─── Text provided ───

As of June, Lilly had 11,312 workers in Indianapolis, company officials said.
About 2,000 of the job reductions will come in the United States, many through a voluntary early retirement program that the company will offer this fall, said Lilly Chairman and Chief Executive Officer David A. Ricks.

Eli Lilly and Co also points out that it will be closing down several sites as part of its efforts to reduce costs. This includes its facilities in Larchwood, Iowa, Bridgewater, N.J., and the Lilly China Research and Development Center in Shanghai.

While Ricks said he could offer no promises that the future will not hold additional layoffs beyond the 3,500, he said that the company had debated whether to achieve the needed reduction through a series of small changes or all at once. The company opted for the latter. At the same time the company is streamlining

certain areas of its workforce, it is hiring in other areas, such as research and development, he said.

“As you know, with our company we have come out of a difficult period in the early part of this decade and are now entering a period of growth and strength,” Ricks said in an interview. “At the end of the day a healthy and strong Lilly is great for our community and these actions will allow us to invest in growth for the future that makes the company healthier and stronger.”

───

> What you should do
Repeat word for word the part of the passage on Lilly's job cuts between "As of June, Lilly" and "David A. Ricks.", inclusive.

─── Material provided ───

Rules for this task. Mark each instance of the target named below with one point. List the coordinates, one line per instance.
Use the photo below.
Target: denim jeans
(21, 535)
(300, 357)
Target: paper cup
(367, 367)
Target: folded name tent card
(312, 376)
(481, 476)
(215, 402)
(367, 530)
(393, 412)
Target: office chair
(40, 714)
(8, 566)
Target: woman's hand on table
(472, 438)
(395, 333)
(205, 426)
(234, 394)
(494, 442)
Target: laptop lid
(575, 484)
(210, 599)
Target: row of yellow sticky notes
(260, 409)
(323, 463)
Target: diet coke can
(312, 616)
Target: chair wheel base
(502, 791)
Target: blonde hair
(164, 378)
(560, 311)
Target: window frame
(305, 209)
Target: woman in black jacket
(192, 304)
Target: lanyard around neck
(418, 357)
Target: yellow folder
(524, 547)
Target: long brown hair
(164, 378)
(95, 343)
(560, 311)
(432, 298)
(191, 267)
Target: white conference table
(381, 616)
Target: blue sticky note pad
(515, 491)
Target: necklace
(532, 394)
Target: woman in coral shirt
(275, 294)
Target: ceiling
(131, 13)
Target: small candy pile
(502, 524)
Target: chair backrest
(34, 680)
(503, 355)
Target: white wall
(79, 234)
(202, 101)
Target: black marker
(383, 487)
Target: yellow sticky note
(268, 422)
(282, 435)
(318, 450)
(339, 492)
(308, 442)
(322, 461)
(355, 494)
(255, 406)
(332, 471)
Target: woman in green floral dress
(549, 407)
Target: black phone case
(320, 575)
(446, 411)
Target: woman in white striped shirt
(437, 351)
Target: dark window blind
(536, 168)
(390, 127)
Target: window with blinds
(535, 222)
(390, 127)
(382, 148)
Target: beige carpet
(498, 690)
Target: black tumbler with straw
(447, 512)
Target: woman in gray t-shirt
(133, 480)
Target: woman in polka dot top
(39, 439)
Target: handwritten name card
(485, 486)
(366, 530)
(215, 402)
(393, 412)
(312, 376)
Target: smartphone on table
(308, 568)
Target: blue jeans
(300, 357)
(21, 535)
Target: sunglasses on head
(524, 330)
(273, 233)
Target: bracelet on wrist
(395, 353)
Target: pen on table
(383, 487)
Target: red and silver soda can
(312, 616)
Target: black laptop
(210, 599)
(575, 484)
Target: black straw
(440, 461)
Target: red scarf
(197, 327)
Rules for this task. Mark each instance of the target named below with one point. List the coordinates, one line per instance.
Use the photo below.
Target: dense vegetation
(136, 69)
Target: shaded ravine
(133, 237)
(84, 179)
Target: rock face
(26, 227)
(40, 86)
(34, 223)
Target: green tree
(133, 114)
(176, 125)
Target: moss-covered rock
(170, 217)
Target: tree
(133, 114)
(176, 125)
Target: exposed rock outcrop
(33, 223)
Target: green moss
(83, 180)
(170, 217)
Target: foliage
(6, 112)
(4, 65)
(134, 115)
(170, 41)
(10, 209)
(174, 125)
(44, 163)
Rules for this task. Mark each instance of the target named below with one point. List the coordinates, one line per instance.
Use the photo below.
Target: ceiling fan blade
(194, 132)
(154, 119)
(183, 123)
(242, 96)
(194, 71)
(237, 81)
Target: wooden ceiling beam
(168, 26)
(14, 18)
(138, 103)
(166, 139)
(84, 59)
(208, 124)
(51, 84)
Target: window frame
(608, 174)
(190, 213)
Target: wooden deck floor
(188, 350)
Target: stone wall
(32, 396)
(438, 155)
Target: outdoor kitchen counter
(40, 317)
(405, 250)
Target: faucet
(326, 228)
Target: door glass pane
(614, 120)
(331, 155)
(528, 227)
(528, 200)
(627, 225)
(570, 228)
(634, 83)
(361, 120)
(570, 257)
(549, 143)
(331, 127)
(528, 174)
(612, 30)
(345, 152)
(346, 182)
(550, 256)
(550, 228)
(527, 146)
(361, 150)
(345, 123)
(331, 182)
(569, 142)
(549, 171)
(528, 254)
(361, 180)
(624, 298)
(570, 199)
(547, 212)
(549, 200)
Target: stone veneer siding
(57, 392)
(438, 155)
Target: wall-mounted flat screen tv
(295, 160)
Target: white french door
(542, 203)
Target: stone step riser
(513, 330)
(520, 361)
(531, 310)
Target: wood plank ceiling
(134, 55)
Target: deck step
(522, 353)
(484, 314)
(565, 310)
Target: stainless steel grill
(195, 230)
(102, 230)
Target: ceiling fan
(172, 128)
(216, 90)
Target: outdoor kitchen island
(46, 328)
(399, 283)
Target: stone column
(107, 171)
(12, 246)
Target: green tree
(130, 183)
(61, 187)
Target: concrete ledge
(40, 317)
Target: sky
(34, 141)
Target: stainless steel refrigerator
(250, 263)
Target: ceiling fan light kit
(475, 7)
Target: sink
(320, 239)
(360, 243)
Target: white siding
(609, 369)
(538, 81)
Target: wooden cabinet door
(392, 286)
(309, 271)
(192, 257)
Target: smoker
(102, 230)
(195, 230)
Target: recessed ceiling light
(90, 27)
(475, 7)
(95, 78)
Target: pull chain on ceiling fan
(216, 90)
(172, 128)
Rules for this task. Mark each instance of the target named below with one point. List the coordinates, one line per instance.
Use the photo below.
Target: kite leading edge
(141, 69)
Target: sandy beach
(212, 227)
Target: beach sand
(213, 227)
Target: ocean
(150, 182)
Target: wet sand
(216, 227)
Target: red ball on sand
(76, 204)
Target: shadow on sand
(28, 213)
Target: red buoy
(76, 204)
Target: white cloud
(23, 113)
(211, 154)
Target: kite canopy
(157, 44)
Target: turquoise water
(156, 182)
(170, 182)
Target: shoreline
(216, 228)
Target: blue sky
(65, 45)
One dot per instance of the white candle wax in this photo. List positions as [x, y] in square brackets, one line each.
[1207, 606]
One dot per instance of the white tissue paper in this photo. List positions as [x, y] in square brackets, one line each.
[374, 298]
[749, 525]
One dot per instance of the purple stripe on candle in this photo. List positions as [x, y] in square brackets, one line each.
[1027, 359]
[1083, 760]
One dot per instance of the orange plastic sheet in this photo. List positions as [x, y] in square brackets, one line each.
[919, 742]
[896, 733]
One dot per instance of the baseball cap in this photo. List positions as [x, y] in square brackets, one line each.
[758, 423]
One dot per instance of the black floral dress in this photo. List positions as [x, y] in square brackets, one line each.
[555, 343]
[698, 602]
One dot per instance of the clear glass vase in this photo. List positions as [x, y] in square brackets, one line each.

───

> Answer below
As of June, Lilly had 11,312 workers in Indianapolis, company officials said.
About 2,000 of the job reductions will come in the United States, many through a voluntary early retirement program that the company will offer this fall, said Lilly Chairman and Chief Executive Officer David A. Ricks.